What you will do: Could you transcribe all the entries exactly, omitting the pictures?

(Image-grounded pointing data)
☆ ☆ ☆ ☆ ☆
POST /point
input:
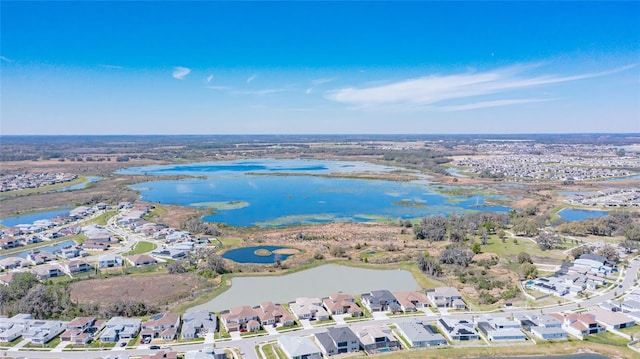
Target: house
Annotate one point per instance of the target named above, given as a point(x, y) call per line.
point(549, 333)
point(411, 301)
point(309, 309)
point(110, 260)
point(8, 243)
point(13, 263)
point(69, 252)
point(612, 320)
point(238, 318)
point(196, 324)
point(95, 246)
point(458, 329)
point(120, 328)
point(446, 297)
point(420, 334)
point(337, 340)
point(595, 263)
point(295, 347)
point(339, 303)
point(81, 329)
point(163, 325)
point(579, 325)
point(161, 355)
point(12, 328)
point(209, 353)
point(376, 338)
point(139, 260)
point(77, 266)
point(630, 305)
point(500, 329)
point(42, 331)
point(39, 257)
point(47, 271)
point(273, 314)
point(380, 301)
☆ ☆ ☆ ☆ ☆
Expected answer:
POST /point
input:
Target: house
Annotate one point per instance of the target named above, given as a point(x, y) call per line.
point(549, 333)
point(411, 301)
point(309, 309)
point(110, 260)
point(8, 243)
point(13, 263)
point(69, 252)
point(612, 320)
point(238, 318)
point(196, 324)
point(95, 246)
point(458, 329)
point(120, 328)
point(446, 297)
point(420, 334)
point(337, 340)
point(595, 263)
point(295, 347)
point(339, 303)
point(81, 329)
point(163, 325)
point(579, 325)
point(161, 355)
point(12, 328)
point(209, 353)
point(376, 338)
point(139, 260)
point(77, 266)
point(630, 305)
point(500, 329)
point(42, 331)
point(39, 257)
point(47, 271)
point(273, 314)
point(380, 301)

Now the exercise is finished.